**SELECTED PASSAGE:**
Study indicates link between tech use, anxiety, depression.
Using data collected from the National Health and Aging Trends Study, Harvard Medical School researchers at Brigham and Women’s Hospital explored the various communication patterns adults aged 65 and older reported having with friends, family, and healthcare providers during the COVID-19 pandemic.
They examined the relationship between different communication modes and reported feelings of anxiety and depression about the pandemic as well as incidence of loneliness. Data were derived from the responses of more than 3,100 study participants to a supplemental survey administered as part of the study between June and October 2020.
Researchers found that in-person interactions with friends, family, and health care providers were associated with fewer mental health concerns. In contrast, interactions using digital technologies, including emails and video calls, were associated with feelings of depression and anxiety about COVID-19.
Rebecca Robbins, assistant professor of medicine at HMS and associate scientist in the Division of Sleep and Circadian Disorders at Brigham and Women’s, is first author of the study published in the Journal of Applied Gerontology, which explored the intersectionality of technology use and mental health in older adults.
“While it is possible that those who were nervous about the pandemic and experiencing feelings of depression and anxiety were more likely to use digital tools, as opposed to in-person interactions, it is also plausible that the digital technologies used were not suited to the needs of older adults, which could have engendered the mental health concerns we observed in our study among users of digital platforms,” Robbins said.

**REQUIRED ACTION A:** List the people with whom, according to the article on technology use and mental health in older adults, participants reported communicating during the COVID-19 pandemic.
**REQUIRED ACTION B:** Continue the article on technology use and mental health in older adults from its final sentence.

**THE DATA:**
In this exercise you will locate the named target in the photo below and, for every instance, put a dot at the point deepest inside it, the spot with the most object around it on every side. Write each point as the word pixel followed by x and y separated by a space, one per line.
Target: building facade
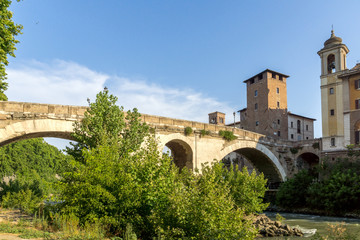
pixel 300 127
pixel 267 110
pixel 340 97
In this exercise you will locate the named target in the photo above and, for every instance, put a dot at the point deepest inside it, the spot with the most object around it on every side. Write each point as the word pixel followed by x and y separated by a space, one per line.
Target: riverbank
pixel 270 228
pixel 308 211
pixel 322 226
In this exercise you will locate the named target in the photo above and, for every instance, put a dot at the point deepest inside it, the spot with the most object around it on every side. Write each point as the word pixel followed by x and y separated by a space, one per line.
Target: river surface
pixel 310 224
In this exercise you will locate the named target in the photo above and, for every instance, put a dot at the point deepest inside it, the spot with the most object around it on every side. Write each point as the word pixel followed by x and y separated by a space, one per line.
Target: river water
pixel 310 224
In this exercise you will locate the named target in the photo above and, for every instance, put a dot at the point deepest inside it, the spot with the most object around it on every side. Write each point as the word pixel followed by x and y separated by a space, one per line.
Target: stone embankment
pixel 270 228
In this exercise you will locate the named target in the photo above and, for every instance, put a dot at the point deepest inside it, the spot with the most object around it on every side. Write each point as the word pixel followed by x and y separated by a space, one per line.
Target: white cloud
pixel 69 83
pixel 57 82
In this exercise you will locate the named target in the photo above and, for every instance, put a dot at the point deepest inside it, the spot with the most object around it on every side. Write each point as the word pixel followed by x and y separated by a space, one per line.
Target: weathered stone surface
pixel 20 120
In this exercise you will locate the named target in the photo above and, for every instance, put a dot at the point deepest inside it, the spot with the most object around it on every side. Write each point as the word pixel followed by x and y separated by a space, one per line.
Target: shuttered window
pixel 357 84
pixel 357 104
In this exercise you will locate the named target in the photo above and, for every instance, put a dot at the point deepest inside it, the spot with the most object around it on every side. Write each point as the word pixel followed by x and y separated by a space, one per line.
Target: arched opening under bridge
pixel 181 153
pixel 258 160
pixel 307 160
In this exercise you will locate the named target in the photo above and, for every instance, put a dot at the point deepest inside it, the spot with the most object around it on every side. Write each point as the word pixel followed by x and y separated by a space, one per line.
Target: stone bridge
pixel 276 159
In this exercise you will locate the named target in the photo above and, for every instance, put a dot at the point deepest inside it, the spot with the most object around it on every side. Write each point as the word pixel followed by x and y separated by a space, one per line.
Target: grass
pixel 24 232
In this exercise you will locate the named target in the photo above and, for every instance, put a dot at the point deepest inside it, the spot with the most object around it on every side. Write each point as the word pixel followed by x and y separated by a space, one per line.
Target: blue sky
pixel 180 59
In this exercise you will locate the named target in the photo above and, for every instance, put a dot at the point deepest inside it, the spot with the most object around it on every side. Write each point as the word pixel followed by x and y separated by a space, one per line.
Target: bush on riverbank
pixel 28 170
pixel 334 188
pixel 119 177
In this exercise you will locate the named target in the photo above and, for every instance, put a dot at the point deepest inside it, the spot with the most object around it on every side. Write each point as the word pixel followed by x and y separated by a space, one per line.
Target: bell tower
pixel 333 91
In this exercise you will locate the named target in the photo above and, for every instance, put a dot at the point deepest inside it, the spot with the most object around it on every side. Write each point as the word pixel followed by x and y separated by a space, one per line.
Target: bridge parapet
pixel 23 110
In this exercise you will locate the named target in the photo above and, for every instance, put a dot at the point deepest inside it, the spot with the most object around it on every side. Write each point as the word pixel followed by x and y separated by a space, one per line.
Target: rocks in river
pixel 269 228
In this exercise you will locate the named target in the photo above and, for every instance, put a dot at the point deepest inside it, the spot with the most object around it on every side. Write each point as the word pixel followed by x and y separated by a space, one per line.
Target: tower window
pixel 332 142
pixel 331 63
pixel 357 104
pixel 357 84
pixel 298 126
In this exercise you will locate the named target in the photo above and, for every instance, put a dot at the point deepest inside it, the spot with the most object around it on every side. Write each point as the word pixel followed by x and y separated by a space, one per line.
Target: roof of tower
pixel 267 70
pixel 333 40
pixel 354 71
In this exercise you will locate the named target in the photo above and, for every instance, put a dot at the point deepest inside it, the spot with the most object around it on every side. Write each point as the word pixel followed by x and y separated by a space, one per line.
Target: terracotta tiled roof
pixel 357 66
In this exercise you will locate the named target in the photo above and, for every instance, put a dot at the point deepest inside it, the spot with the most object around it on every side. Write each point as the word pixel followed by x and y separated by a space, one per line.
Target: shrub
pixel 114 186
pixel 293 192
pixel 294 150
pixel 188 131
pixel 227 135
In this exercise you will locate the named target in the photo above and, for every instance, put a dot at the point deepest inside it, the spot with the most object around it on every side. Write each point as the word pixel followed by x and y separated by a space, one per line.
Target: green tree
pixel 8 31
pixel 121 178
pixel 28 171
pixel 105 122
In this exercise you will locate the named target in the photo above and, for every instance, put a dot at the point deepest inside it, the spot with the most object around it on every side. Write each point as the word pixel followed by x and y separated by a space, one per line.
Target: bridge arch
pixel 36 128
pixel 307 159
pixel 260 156
pixel 181 149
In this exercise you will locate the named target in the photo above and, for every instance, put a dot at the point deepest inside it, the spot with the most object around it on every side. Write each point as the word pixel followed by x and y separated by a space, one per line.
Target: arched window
pixel 357 132
pixel 331 63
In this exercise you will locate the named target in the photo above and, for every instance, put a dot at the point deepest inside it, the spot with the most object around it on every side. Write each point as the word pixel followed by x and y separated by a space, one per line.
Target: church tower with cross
pixel 340 97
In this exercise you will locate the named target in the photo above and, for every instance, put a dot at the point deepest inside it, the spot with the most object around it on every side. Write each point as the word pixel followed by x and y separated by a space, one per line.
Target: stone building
pixel 300 127
pixel 217 118
pixel 267 110
pixel 340 97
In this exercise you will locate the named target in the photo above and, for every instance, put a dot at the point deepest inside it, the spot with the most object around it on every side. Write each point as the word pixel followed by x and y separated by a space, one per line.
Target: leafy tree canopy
pixel 8 31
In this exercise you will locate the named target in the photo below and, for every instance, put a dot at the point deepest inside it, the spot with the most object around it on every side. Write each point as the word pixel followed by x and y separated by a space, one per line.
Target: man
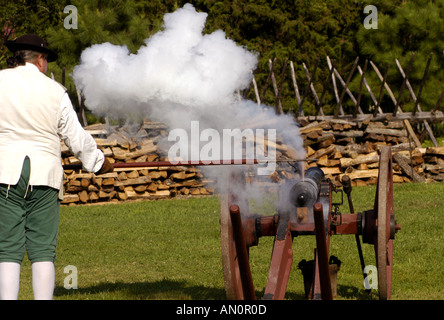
pixel 36 113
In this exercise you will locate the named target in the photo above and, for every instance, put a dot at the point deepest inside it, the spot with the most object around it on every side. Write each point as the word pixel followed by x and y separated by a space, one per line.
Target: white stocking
pixel 9 280
pixel 43 280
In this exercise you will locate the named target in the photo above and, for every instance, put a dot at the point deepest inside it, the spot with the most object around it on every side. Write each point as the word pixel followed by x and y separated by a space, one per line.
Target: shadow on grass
pixel 167 289
pixel 158 290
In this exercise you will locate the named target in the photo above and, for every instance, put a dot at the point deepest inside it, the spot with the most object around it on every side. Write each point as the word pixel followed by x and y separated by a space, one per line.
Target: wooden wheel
pixel 233 286
pixel 385 224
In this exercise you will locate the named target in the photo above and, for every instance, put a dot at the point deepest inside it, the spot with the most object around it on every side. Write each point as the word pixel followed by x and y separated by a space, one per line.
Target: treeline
pixel 299 30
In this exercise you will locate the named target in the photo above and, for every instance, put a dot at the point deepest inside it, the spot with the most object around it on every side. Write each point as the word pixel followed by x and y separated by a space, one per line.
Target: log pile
pixel 343 147
pixel 337 146
pixel 124 184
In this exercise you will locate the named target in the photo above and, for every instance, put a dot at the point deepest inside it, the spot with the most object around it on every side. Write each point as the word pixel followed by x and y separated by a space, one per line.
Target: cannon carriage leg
pixel 239 232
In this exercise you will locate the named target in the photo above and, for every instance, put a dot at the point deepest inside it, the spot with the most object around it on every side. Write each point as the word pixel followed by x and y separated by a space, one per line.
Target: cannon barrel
pixel 305 192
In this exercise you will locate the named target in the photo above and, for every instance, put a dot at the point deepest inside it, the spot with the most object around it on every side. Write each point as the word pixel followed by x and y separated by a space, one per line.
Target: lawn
pixel 170 249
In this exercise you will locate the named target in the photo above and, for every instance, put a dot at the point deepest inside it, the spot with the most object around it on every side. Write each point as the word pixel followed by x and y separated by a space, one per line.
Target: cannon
pixel 305 207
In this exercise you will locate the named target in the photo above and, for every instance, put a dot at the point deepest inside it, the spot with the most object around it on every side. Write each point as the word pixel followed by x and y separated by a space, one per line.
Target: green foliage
pixel 404 28
pixel 25 16
pixel 300 31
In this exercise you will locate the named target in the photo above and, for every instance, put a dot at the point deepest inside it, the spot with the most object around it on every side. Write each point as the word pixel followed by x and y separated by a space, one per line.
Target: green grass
pixel 170 249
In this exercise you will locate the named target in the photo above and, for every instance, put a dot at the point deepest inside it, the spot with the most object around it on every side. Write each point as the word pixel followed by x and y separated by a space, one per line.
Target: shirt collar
pixel 31 66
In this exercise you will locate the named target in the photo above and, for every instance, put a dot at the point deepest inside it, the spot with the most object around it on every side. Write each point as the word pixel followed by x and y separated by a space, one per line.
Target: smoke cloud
pixel 178 76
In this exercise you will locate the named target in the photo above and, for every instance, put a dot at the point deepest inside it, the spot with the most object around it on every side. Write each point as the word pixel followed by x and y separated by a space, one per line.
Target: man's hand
pixel 106 167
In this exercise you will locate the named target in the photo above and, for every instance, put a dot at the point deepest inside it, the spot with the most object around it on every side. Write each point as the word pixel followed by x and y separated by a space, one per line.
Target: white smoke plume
pixel 180 75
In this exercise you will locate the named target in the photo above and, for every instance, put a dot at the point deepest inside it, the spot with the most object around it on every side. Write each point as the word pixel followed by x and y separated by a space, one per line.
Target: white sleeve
pixel 79 141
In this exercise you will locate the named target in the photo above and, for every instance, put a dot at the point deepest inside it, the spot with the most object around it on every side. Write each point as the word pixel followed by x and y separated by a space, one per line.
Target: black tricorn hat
pixel 31 42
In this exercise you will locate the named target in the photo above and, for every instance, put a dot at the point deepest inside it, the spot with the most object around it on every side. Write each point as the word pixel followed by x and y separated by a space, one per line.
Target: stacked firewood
pixel 337 146
pixel 120 145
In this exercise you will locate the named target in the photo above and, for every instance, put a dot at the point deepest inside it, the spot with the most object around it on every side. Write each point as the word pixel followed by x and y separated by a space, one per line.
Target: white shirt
pixel 35 113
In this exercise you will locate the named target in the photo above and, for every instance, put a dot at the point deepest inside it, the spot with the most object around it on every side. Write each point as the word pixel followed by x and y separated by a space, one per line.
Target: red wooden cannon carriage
pixel 307 209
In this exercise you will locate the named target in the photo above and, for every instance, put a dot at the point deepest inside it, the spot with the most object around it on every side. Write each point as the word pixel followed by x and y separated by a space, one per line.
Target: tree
pixel 406 27
pixel 25 16
pixel 298 30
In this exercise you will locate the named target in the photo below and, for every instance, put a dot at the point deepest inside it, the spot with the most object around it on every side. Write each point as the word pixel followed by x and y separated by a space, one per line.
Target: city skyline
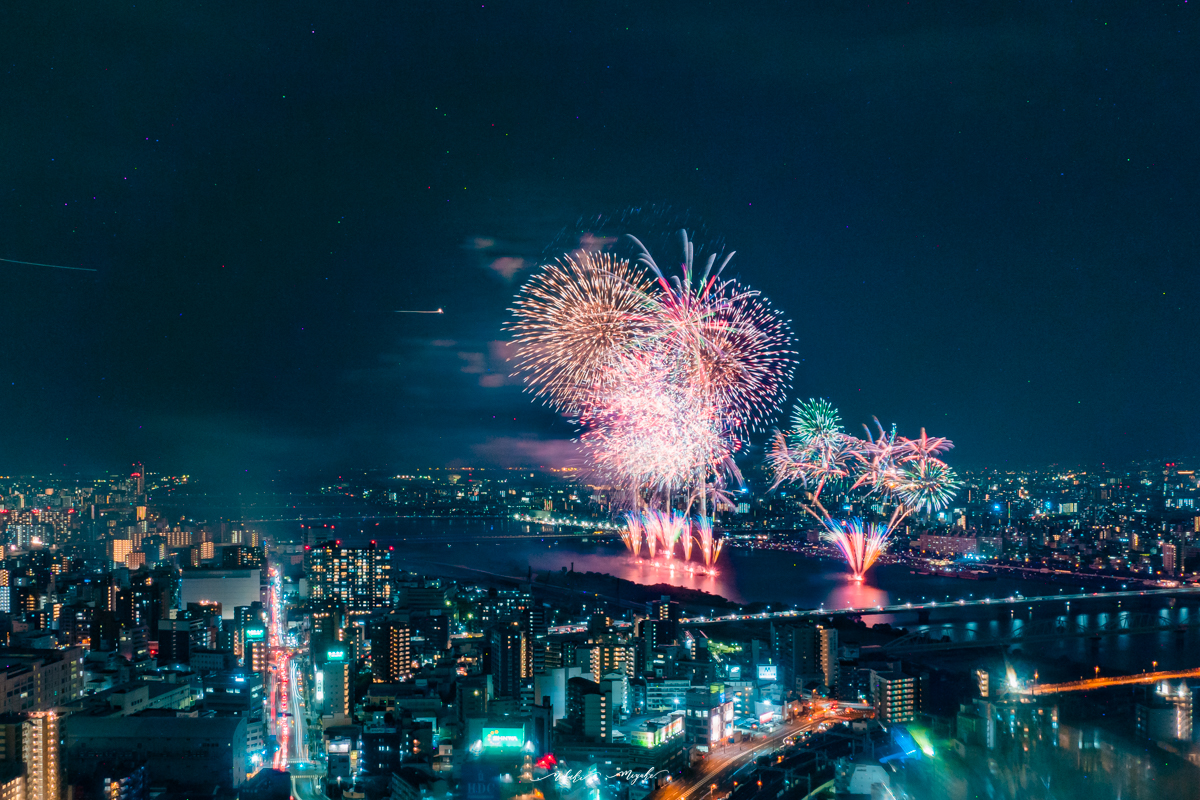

**EXERCISE RESPONSE A:** Friends, family, and healthcare providers.

**EXERCISE RESPONSE B:**
While there was speculation that technology could be a tool for alleviating the isolation associated with the COVID-19 pandemic and social distancing policies, Robbins said, further research is needed to design communication technologies that meet the needs of older adults as a means of preparing for future pandemics.
“Older adults faced an elevated risk of poor mental health during the COVID-19 pandemic. Unfortunately, necessary public health measures to reduce risk of COVID-19 may have exacerbated the risk for loneliness and mental health concerns among these individuals,” said Robbins.
“Given our study’s findings of increased feelings of anxiety and depression among older adults using digital technologies, we need to consider ways of designing technologies to meet the needs of older adults,” she added.